• [Problem]: What is needed is an exact repeat of the lines from the one holding "column 77, row 79" through the final line of the data, with no pictures.

##### Data extracts #####

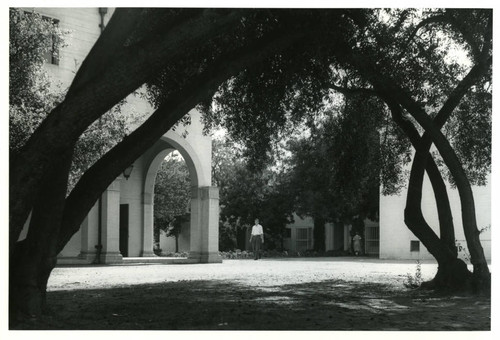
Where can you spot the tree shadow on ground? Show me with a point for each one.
(222, 305)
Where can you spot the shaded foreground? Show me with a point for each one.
(225, 304)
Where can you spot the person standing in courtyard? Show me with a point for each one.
(357, 244)
(257, 239)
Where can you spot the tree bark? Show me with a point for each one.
(433, 134)
(34, 258)
(105, 170)
(131, 67)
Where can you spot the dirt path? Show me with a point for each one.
(271, 294)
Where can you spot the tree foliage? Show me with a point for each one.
(32, 93)
(247, 194)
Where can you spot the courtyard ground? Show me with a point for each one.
(336, 293)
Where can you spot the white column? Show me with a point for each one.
(148, 220)
(205, 225)
(89, 235)
(110, 236)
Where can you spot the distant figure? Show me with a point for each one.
(257, 239)
(357, 244)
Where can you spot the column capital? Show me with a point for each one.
(209, 192)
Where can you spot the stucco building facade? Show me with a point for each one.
(120, 225)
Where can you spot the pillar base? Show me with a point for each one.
(87, 256)
(212, 257)
(148, 254)
(111, 257)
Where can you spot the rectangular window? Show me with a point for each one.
(414, 245)
(288, 233)
(304, 239)
(52, 55)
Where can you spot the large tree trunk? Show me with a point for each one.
(481, 270)
(130, 67)
(34, 258)
(198, 88)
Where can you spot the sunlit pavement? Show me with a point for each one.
(264, 272)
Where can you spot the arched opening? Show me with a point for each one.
(172, 207)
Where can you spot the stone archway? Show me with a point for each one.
(204, 200)
(131, 200)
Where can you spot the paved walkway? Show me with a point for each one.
(264, 273)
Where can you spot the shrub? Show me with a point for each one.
(415, 280)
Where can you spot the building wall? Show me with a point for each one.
(395, 237)
(84, 27)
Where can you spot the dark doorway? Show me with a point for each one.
(124, 229)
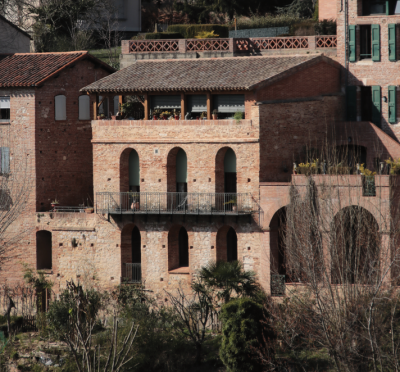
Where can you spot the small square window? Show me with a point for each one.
(4, 109)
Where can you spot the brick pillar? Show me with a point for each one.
(312, 42)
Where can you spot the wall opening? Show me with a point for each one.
(178, 248)
(44, 250)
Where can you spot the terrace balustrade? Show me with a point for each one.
(175, 203)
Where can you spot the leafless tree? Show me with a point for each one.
(339, 249)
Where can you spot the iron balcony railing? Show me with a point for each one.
(278, 285)
(175, 203)
(132, 273)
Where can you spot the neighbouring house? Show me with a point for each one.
(45, 121)
(12, 38)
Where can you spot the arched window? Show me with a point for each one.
(60, 103)
(131, 257)
(129, 171)
(230, 171)
(84, 108)
(178, 248)
(43, 250)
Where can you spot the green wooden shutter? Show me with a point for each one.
(352, 43)
(392, 104)
(376, 43)
(351, 103)
(392, 42)
(376, 105)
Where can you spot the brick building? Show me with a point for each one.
(171, 195)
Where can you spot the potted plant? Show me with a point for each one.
(54, 204)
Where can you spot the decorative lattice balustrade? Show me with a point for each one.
(272, 43)
(230, 45)
(205, 45)
(153, 46)
(326, 41)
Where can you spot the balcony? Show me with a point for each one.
(175, 203)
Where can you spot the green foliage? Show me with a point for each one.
(394, 166)
(226, 279)
(279, 20)
(241, 332)
(206, 35)
(190, 31)
(163, 35)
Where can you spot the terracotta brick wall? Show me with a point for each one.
(63, 148)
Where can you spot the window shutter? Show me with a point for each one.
(352, 43)
(392, 104)
(376, 43)
(60, 107)
(392, 42)
(376, 105)
(351, 103)
(5, 160)
(84, 108)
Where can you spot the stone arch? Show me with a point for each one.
(129, 169)
(277, 242)
(131, 248)
(178, 247)
(177, 170)
(226, 171)
(227, 244)
(44, 250)
(354, 246)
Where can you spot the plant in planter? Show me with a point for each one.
(215, 114)
(239, 116)
(394, 166)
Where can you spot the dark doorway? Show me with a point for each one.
(230, 182)
(136, 246)
(365, 42)
(183, 248)
(43, 250)
(366, 104)
(231, 244)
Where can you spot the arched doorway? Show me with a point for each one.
(178, 248)
(131, 256)
(355, 247)
(227, 244)
(44, 250)
(129, 171)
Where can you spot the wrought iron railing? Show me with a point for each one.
(175, 203)
(278, 285)
(132, 273)
(369, 188)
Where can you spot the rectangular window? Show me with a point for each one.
(392, 93)
(5, 160)
(4, 109)
(380, 7)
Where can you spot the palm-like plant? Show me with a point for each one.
(227, 279)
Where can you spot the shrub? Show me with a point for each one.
(190, 31)
(241, 334)
(163, 35)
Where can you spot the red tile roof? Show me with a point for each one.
(33, 69)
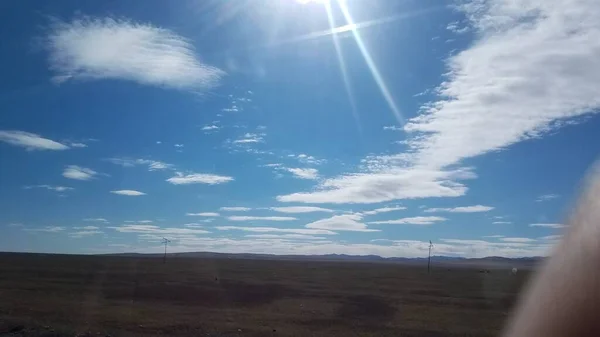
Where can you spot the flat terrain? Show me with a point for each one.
(61, 295)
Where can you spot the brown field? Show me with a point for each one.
(61, 295)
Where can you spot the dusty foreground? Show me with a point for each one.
(57, 295)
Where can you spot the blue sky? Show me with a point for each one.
(295, 127)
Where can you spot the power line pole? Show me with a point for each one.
(429, 259)
(165, 241)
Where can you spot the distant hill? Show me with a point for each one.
(490, 261)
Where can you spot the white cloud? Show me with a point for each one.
(306, 159)
(520, 78)
(417, 220)
(235, 209)
(285, 236)
(547, 225)
(405, 248)
(551, 237)
(277, 230)
(151, 229)
(465, 209)
(130, 193)
(384, 210)
(48, 229)
(79, 173)
(94, 48)
(82, 234)
(211, 127)
(523, 240)
(193, 225)
(95, 220)
(532, 68)
(260, 218)
(209, 214)
(30, 141)
(385, 186)
(304, 173)
(250, 138)
(153, 165)
(87, 228)
(300, 209)
(546, 197)
(344, 222)
(198, 178)
(51, 188)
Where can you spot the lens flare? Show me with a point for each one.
(370, 63)
(342, 63)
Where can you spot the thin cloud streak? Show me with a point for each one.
(30, 141)
(108, 48)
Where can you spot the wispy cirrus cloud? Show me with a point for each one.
(79, 173)
(304, 173)
(384, 210)
(517, 240)
(249, 138)
(386, 185)
(107, 48)
(417, 220)
(50, 187)
(305, 231)
(84, 233)
(344, 222)
(307, 159)
(198, 178)
(546, 197)
(130, 193)
(87, 228)
(525, 76)
(300, 209)
(95, 220)
(285, 236)
(235, 209)
(207, 214)
(464, 209)
(47, 229)
(30, 141)
(547, 225)
(152, 229)
(153, 165)
(260, 218)
(210, 128)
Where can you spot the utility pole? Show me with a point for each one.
(165, 241)
(429, 259)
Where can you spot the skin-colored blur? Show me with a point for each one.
(564, 297)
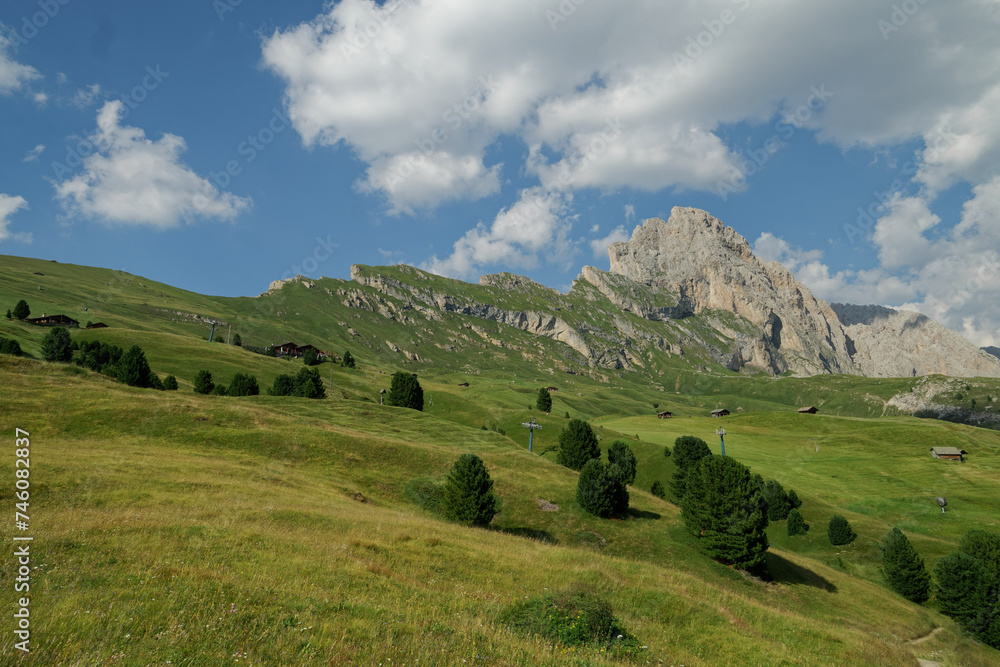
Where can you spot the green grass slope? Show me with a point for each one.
(205, 530)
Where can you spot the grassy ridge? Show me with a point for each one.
(199, 529)
(211, 530)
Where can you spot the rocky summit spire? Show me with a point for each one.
(711, 267)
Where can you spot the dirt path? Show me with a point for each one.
(920, 640)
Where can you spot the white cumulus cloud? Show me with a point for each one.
(13, 75)
(535, 227)
(9, 205)
(131, 180)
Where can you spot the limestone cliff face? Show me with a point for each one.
(711, 267)
(708, 266)
(894, 343)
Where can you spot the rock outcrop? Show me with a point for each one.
(900, 343)
(707, 266)
(711, 267)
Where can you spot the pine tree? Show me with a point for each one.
(577, 445)
(796, 524)
(544, 400)
(56, 345)
(310, 357)
(243, 385)
(777, 500)
(620, 454)
(468, 496)
(133, 369)
(405, 391)
(597, 488)
(688, 451)
(903, 568)
(839, 531)
(21, 310)
(284, 385)
(10, 346)
(308, 384)
(967, 591)
(724, 507)
(203, 383)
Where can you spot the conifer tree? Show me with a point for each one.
(577, 445)
(405, 391)
(544, 400)
(688, 451)
(903, 568)
(620, 454)
(56, 345)
(839, 531)
(21, 310)
(133, 369)
(203, 383)
(468, 495)
(724, 507)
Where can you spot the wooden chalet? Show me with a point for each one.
(53, 321)
(948, 453)
(287, 349)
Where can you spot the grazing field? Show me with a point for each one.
(182, 529)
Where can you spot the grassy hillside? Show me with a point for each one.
(274, 530)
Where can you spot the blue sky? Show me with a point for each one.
(218, 145)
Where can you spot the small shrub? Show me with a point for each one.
(839, 531)
(203, 383)
(796, 524)
(573, 618)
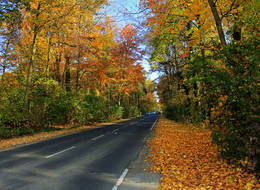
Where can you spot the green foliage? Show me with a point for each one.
(229, 96)
(13, 121)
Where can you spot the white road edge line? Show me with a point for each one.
(120, 180)
(97, 137)
(60, 152)
(115, 130)
(154, 124)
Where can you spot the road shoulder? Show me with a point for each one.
(139, 177)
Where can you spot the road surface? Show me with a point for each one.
(95, 159)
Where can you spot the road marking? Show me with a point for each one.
(97, 137)
(120, 180)
(60, 152)
(133, 123)
(154, 124)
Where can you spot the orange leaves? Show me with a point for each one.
(187, 159)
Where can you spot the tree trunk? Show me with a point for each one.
(4, 62)
(67, 74)
(48, 56)
(30, 70)
(218, 22)
(31, 62)
(57, 68)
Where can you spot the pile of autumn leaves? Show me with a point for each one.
(186, 159)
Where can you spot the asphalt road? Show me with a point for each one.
(95, 159)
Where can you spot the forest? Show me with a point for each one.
(65, 63)
(207, 52)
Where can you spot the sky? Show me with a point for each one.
(126, 11)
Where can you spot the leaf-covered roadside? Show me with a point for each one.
(187, 159)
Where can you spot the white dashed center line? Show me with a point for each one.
(60, 152)
(97, 137)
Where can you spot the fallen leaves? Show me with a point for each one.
(187, 159)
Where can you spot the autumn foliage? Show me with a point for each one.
(207, 53)
(187, 159)
(66, 63)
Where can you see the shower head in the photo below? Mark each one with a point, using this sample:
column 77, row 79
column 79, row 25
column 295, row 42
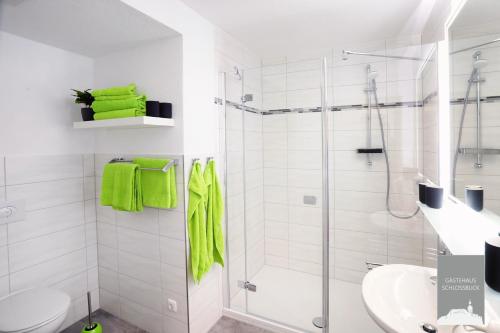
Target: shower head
column 345, row 55
column 237, row 73
column 372, row 75
column 480, row 63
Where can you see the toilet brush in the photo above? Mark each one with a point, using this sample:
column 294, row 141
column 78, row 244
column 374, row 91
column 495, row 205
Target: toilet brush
column 91, row 326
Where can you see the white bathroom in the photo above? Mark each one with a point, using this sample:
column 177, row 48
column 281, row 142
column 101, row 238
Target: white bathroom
column 249, row 167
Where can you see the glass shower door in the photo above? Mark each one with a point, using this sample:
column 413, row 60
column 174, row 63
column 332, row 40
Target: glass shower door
column 283, row 193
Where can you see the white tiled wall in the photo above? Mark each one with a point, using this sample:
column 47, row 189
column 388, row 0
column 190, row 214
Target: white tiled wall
column 461, row 67
column 430, row 121
column 56, row 244
column 288, row 84
column 245, row 186
column 142, row 261
column 292, row 170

#####

• [Response to the task]:
column 77, row 79
column 79, row 25
column 295, row 42
Target: shower head
column 345, row 55
column 237, row 73
column 372, row 75
column 480, row 63
Where can you see the toilet brush in the photo above? Mark each one with a point, using this sample:
column 294, row 141
column 78, row 244
column 374, row 91
column 495, row 205
Target: toilet brush
column 91, row 326
Where can you see the white bathroom in the photo above? Mark each one with a point, using this sample:
column 177, row 48
column 281, row 142
column 101, row 238
Target: white bathroom
column 249, row 167
Where can you see the glass shower door in the photo above? Mark each one with a point, using this sample:
column 413, row 60
column 174, row 63
column 332, row 40
Target: glass shower door
column 283, row 193
Where can you see the white tiled wall in the photo above? Mark each one with a point, using this sample:
column 47, row 189
column 388, row 0
column 190, row 214
Target: white tiled wall
column 461, row 67
column 430, row 121
column 56, row 244
column 288, row 84
column 245, row 186
column 142, row 261
column 292, row 170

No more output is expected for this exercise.